Task item: Nothing other than the lines from the one containing "In this exercise you will label the bus rear window" through the last line of the data below should be output, each reproduced exactly.

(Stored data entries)
▶
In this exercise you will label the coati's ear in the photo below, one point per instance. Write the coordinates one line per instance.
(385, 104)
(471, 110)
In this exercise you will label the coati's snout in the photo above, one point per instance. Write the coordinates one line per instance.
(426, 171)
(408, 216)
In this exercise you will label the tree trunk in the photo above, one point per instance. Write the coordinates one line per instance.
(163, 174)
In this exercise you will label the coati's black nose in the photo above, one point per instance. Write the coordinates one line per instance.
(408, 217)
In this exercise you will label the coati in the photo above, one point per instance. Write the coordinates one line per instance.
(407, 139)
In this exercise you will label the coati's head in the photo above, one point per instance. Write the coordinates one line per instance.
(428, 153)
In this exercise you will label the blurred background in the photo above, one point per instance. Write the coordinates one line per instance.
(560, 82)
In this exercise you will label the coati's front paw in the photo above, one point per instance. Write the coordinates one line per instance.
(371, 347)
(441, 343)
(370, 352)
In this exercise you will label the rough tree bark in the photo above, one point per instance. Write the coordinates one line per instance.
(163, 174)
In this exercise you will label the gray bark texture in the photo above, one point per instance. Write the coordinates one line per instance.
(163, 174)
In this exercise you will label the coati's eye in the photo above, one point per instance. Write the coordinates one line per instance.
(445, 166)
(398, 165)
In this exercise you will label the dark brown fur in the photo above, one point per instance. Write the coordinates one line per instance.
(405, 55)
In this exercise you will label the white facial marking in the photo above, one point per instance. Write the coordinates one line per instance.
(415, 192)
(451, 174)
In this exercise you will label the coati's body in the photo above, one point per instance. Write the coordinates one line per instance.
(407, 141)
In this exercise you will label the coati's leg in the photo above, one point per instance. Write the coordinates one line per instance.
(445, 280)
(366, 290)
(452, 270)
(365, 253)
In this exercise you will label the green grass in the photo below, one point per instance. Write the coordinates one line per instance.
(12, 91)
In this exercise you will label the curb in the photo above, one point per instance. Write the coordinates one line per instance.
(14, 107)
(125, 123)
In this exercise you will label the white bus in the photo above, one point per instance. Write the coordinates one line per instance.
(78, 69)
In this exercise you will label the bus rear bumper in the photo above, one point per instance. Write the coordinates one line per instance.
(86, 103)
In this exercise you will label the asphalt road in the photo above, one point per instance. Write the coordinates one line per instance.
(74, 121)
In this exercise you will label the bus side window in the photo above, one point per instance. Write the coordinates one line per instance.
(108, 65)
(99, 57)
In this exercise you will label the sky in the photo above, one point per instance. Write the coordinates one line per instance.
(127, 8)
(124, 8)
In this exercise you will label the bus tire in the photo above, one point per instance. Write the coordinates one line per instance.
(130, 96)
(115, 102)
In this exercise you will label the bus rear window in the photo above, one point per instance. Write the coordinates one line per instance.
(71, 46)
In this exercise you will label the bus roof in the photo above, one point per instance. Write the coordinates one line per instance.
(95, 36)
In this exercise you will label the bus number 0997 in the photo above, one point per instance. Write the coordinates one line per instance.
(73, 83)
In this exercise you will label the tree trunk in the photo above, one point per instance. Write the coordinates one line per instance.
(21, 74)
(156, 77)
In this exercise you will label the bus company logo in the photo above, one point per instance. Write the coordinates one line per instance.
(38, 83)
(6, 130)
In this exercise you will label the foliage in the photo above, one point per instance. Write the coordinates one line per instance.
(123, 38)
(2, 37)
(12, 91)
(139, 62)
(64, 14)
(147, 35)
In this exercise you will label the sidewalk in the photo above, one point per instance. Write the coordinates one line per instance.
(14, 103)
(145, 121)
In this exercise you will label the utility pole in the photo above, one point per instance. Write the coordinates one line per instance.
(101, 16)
◀
Reply:
In this exercise you will label the bus rear window in the photo above, one point per instance. Write the coordinates one line per instance.
(71, 46)
In this exercise you will label the bus roof in the photo above, one point per instance. Write the coordinates one line per instance.
(95, 36)
In this exercise you will label the bus number 0997 in the photo above, one point per instance. Write the coordinates one line per instance.
(73, 83)
In this exercise you will label the tree trunk in the photo above, one point per instance. Write the coordinates one line per instance.
(21, 74)
(156, 77)
In this exercise you will label the bus company logo in the photo above, one point per instance. Write the coordinates one line per instance.
(38, 83)
(6, 130)
In this exercise you will label the foliage in the photo above, one point per instance. Write the coordinates one line per instance.
(123, 38)
(2, 37)
(12, 91)
(139, 62)
(64, 14)
(147, 35)
In this exercise you will label the sidewalk in the photo above, one point per instance. Write the coordinates one line per instance.
(14, 103)
(145, 121)
In this exercise you will label the utility pole in the photo above, one point per instance. Write the coordinates one line per instance.
(101, 16)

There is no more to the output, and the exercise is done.